**Extract:**
The hypothesis is that truly “free” RNA obtained through heat treatment of a virus suspension would rapidly deteriorate upon dissociation from the viral capsid, while protected RNA extracted chemically (using an RNA protective eluate) would exhibit little deterioration. The heat-treated sample, which produces free RNA by breaking apart the virus capsid at a high temperature and exposing the RNA remains in an unprotected state and more closely resembles RNA found in nature or on a food surface, whereas RNA which has been extracted chemically prevents rapid deterioration and therefore produces an unnaturally stable version of “free” RNA on a food surface. Two different methods were therefore used to release the RNA: (1) heating the virus suspension at 95 °C for 5 min to inactivate virus particles and release nucleic acids, resulting in a suspension of “free” RNA, and (2) chemical lysis using a nucleic acid extraction kit, resulting in a clean suspension of “free” RNA suspended in an elution buffer designed to stabilize the RNA for storage and limit degradation before RT-PCR.

After treatment, the suspensions were inoculated onto 25 g lettuce leaves and allowed to air dry for 2 h in a safety cabinet. Three samples were immediately tested (Time 0), while the remaining 3 were tested after being stored at 20 °C for 24 h (Time 24) and 48 h (Time 48 h) to mimic typical shelf conditions within a retail environment (in UK retail stores, unless leafy greens/salad leaves are packaged in sealed bags, they are not usually refrigerated). Our hypothesis was that at time 0, similar levels of RNA recovery would be observed from both heat-treated and chemically treated suspensions due to the RNA having little time to deteriorate. However, after 24 h on lettuce leaves, we expected a significant reduction in detectable “free” RNA from heat-treated samples compared to the chemically treated samples, since these RNA extraction eluates are designed to protect RNA. To replicate a standard food sample analysis, the full ISO-based method involving virus removal and concentration, based on ISO15216:1 was performed according to a UKAS accredited method. Nucleic acid extraction was conducted using the NucliSens® Magnetic Extraction Kit (bioMerieux Ltd) rather than simply resuspending RNA from the lettuce leaf surface as has been done in other studies (Knight et al. 2012).

Materials

Norovirus GII LENTICULE® Discs (Public Health England), NucliSens Lysis Buffer (bioMerieux Ltd) Ceeram Tools Norovirus GII Detection Kit (bioMerieux Ltd) Ceeram Tools Norovirus GII quantification Kit (bioMerieux Ltd), NucliSens® Magnetic Extraction Kit (bioMerieux Ltd), Thermomixer set to 95 °C (Eppendorf), miniMAG® semi-automated nucleic-acid extraction system (bioMerieux Ltd), 96 well PCR plates (Applied Biosystems), 7500 FAST PCR instrument (Applied Biosystems), general reagents and consumables required for the detection method, open-headed lettuce purchased from supermarket.

**What you need to do:** Could you go on with the methods text on norovirus RNA recovered from lettuce leaves, starting right after its materials list? You won't need the records that come after this text.

**Data to examine:**

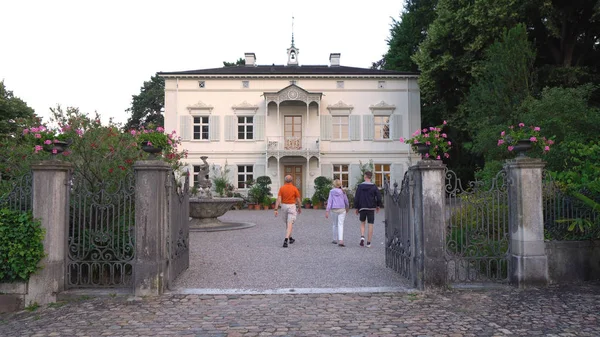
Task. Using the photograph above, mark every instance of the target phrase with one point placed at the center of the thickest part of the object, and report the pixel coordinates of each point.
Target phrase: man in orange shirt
(288, 197)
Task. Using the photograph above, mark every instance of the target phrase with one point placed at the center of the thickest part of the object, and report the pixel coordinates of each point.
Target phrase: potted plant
(430, 142)
(316, 201)
(46, 139)
(322, 187)
(254, 197)
(521, 139)
(266, 203)
(153, 140)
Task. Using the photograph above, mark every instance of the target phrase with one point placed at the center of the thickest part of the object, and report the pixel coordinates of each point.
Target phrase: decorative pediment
(200, 106)
(340, 108)
(293, 93)
(245, 107)
(382, 108)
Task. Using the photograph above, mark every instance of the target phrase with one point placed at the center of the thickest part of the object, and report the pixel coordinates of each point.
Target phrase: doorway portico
(292, 129)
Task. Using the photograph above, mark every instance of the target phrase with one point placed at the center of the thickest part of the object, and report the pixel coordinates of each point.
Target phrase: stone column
(430, 218)
(51, 206)
(529, 263)
(150, 269)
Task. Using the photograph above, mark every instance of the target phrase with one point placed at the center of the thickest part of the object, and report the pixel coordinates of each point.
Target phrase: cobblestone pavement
(552, 311)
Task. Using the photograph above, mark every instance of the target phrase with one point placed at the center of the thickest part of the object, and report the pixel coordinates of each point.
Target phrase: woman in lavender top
(338, 205)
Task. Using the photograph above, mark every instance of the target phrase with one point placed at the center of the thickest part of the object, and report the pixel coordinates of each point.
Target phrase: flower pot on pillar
(152, 150)
(57, 147)
(522, 146)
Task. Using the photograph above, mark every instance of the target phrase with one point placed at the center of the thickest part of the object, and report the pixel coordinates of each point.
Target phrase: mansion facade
(302, 120)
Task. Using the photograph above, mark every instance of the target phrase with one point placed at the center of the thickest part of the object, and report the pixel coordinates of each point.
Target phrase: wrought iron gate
(100, 246)
(178, 233)
(399, 229)
(20, 196)
(477, 232)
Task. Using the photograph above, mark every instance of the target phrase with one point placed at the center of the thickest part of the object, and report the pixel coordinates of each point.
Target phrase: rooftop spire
(293, 31)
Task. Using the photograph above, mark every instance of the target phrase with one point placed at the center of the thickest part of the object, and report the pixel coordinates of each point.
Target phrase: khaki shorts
(289, 213)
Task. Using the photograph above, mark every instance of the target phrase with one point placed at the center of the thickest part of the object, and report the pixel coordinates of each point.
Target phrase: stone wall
(573, 261)
(13, 296)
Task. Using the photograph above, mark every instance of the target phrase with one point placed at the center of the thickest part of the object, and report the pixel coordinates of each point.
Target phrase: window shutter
(326, 127)
(259, 170)
(355, 175)
(259, 127)
(396, 126)
(230, 128)
(327, 170)
(185, 127)
(354, 127)
(369, 127)
(213, 122)
(397, 174)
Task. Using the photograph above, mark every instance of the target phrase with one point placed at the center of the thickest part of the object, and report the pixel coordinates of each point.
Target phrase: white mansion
(302, 120)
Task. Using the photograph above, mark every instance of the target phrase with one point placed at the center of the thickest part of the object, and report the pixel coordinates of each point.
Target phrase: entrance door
(293, 132)
(296, 172)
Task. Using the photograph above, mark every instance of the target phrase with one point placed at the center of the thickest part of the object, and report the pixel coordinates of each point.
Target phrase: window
(245, 173)
(341, 172)
(340, 127)
(201, 127)
(196, 179)
(245, 127)
(382, 127)
(381, 171)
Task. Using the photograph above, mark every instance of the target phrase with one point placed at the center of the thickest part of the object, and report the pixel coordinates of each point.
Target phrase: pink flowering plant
(433, 137)
(42, 137)
(509, 139)
(155, 137)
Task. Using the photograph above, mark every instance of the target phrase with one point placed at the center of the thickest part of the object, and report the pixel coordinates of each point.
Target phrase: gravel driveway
(253, 259)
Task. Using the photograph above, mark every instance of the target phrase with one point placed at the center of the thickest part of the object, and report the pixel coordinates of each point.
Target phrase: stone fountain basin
(205, 208)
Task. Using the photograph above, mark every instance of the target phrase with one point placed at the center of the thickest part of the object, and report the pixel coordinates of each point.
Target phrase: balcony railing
(292, 144)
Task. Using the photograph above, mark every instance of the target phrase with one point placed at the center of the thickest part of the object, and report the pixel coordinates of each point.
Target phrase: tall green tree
(148, 106)
(12, 109)
(239, 62)
(406, 34)
(503, 80)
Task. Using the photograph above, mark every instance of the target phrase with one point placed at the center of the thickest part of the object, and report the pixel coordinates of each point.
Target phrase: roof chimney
(250, 59)
(334, 59)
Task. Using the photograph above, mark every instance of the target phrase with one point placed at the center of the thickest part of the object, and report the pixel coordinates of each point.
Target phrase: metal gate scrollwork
(477, 231)
(101, 233)
(399, 228)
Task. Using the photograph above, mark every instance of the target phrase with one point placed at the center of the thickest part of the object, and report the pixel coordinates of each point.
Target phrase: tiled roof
(288, 70)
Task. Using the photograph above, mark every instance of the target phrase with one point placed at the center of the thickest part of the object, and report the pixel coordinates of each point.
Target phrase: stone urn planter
(57, 147)
(150, 149)
(523, 145)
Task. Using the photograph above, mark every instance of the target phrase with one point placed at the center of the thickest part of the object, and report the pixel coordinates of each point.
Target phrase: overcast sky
(96, 55)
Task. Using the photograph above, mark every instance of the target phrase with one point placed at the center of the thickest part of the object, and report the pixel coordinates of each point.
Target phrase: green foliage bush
(260, 192)
(322, 187)
(21, 245)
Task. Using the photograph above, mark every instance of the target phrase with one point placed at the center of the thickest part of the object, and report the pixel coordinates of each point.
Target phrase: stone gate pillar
(430, 218)
(150, 269)
(51, 206)
(529, 263)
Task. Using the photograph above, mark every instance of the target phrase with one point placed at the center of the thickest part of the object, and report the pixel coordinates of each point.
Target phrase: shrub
(21, 245)
(322, 187)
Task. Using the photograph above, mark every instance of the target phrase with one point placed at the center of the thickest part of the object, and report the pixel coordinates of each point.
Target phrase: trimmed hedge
(21, 245)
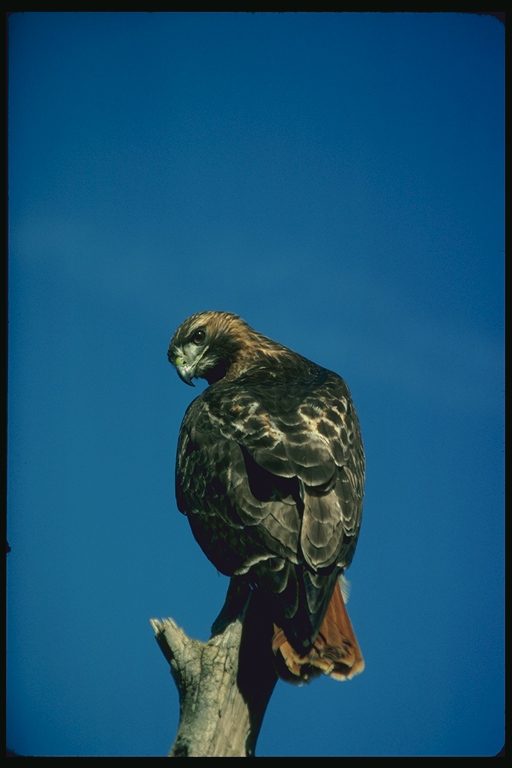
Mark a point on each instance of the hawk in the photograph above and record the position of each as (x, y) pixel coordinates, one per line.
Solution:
(270, 472)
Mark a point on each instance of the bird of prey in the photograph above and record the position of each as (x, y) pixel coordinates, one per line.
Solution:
(270, 472)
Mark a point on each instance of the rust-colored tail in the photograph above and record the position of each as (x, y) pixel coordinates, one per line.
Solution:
(336, 651)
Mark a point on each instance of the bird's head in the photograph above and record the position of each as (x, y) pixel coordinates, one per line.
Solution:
(206, 345)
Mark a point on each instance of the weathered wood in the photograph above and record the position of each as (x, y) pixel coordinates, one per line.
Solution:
(225, 684)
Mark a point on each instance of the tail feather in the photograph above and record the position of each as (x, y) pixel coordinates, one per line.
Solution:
(335, 652)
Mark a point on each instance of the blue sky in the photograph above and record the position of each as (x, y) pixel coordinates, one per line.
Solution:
(337, 180)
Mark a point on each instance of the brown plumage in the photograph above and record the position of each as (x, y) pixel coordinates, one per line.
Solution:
(270, 472)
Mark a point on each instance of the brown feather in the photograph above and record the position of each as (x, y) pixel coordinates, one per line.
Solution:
(335, 652)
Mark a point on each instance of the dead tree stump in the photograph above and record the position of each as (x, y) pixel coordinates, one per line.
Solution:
(224, 685)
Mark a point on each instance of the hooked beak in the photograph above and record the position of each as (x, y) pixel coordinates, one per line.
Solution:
(185, 373)
(185, 370)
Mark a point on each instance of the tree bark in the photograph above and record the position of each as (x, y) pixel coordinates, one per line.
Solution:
(225, 684)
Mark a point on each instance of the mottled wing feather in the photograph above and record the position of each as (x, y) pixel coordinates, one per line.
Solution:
(271, 477)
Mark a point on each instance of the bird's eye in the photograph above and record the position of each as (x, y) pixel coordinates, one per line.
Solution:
(199, 336)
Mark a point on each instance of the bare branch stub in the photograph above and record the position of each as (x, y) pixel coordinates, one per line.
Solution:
(224, 685)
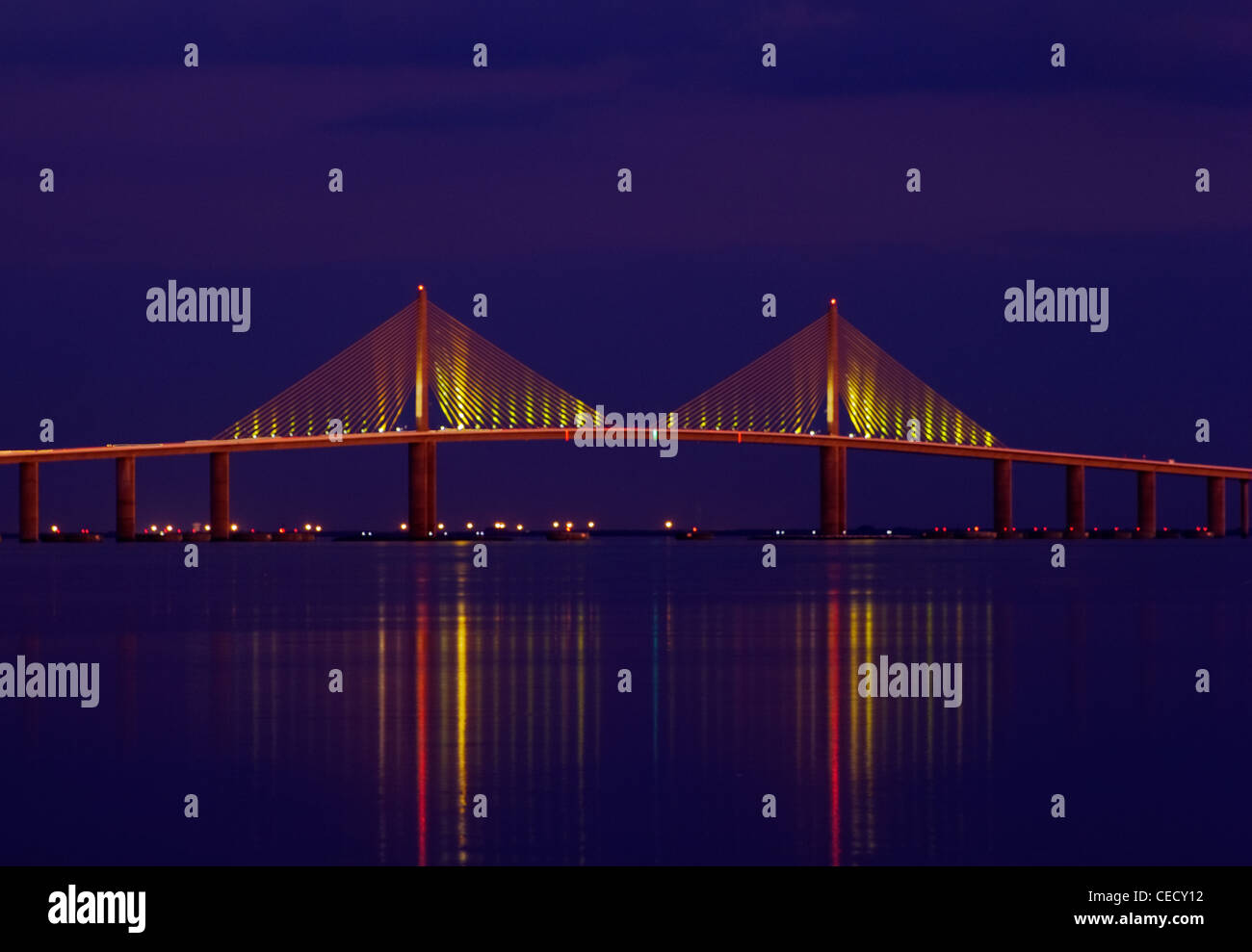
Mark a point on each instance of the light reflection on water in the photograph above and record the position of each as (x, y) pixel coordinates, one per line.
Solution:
(463, 683)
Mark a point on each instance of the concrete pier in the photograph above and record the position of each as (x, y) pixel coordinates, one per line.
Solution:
(1002, 497)
(1217, 506)
(125, 525)
(1243, 506)
(1076, 502)
(421, 455)
(220, 496)
(833, 460)
(833, 493)
(1147, 509)
(28, 502)
(421, 489)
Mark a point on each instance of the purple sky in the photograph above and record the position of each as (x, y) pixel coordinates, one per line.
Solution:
(746, 180)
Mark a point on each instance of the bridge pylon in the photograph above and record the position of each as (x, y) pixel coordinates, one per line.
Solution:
(421, 455)
(833, 464)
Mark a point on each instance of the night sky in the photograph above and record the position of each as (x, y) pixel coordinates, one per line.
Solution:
(746, 180)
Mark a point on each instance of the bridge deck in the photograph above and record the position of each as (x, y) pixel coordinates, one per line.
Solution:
(554, 433)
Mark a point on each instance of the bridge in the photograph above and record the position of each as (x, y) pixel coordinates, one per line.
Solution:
(484, 395)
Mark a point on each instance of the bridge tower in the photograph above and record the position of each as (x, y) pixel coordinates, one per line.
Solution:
(421, 454)
(833, 464)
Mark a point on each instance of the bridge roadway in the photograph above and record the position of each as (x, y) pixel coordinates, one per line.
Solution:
(204, 447)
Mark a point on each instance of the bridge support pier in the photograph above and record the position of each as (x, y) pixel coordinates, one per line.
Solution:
(28, 502)
(1217, 505)
(220, 496)
(1076, 502)
(833, 493)
(1147, 518)
(421, 489)
(125, 498)
(1243, 506)
(1002, 497)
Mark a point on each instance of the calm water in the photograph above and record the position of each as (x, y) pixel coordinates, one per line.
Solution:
(504, 682)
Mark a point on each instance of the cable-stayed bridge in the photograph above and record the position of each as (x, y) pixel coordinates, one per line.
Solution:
(483, 393)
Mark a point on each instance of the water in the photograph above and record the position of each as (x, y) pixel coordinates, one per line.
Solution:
(504, 682)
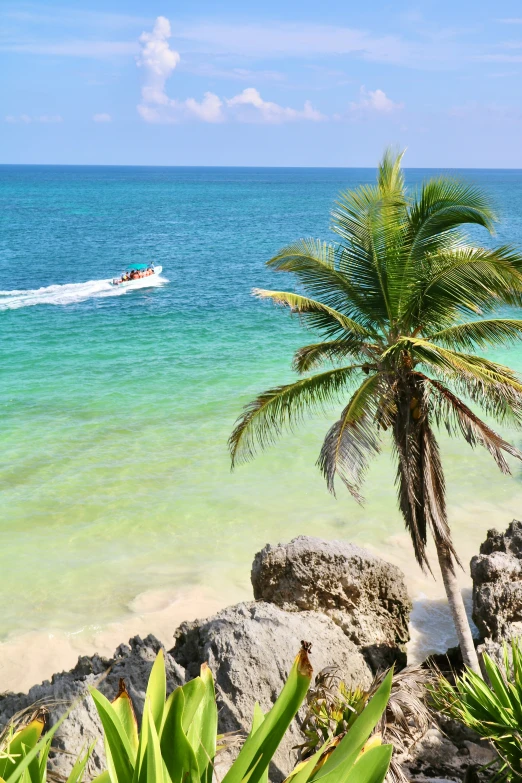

**Answer to this problem:**
Preparation of Virus Suspension and Extract

Norovirus GII LENTICULE® Discs (Microbiological Reference Material for Internal Quality Control) were obtained from Public Health England. The discs contained genome copies ranging from 6.2 × 102 to 2.3 × 103 per Lenticule and were stored at − 20 °C. To prepare for use, six discs were defrosted for 10 min, added to 1 mL Phosphate Buffered Saline, and left for at least 10 min until fully dissolved. As the suspensions were considered an infectious biological agent, all rehydration steps were performed within a Biosafety Level 2 safety cabinet.

BioMerieux Ltd. supplied the commercially available virus nucleic acid extraction and detection/quantification kits. The detection kits included a Mastermix solution containing a non-target Internal Amplification Control (IAC) to confirm the correct amplification process, a tube of Enzyme mix, positive PCR RNA control material, and negative PCR water control. A standard curve was produced using the protocol from Ceeram Tools Norovirus GII Quantification Kit. The RT-PCR conditions used were according to the kit manufacturer's instructions: 45oC/10min; 95oC/10min; and 45 cycles of 95oC/15sec to 60oC /45 sec. The limit of detection is between 1 and 10 genome copies per reaction.

Results

The recovery of norovirus from lettuce leaves was evaluated using two different methods: heat treatment and chemical extraction. The mean recovery of norovirus genome copies per ml for heat-treated samples was 305 gc at time 0 h, which decreased to 21 gc at 24 h and 35 gc at 48 h (Fig. 1).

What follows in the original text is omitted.